=== What is needed ===
Write out every line of the entries below word for word, leaving out the pictures.
>> begin Exercise input
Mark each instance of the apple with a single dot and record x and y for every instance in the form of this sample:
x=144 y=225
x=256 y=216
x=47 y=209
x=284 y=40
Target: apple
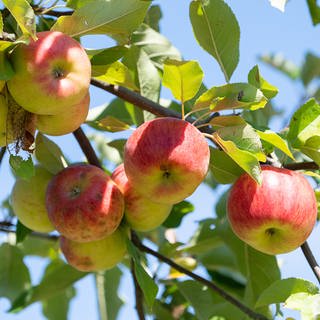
>> end Exercise input
=== Exercise result ===
Mark each instance of the apple with a single dot and record x and y for every instance in the form of this sample:
x=144 y=225
x=256 y=216
x=47 y=209
x=284 y=40
Target: apple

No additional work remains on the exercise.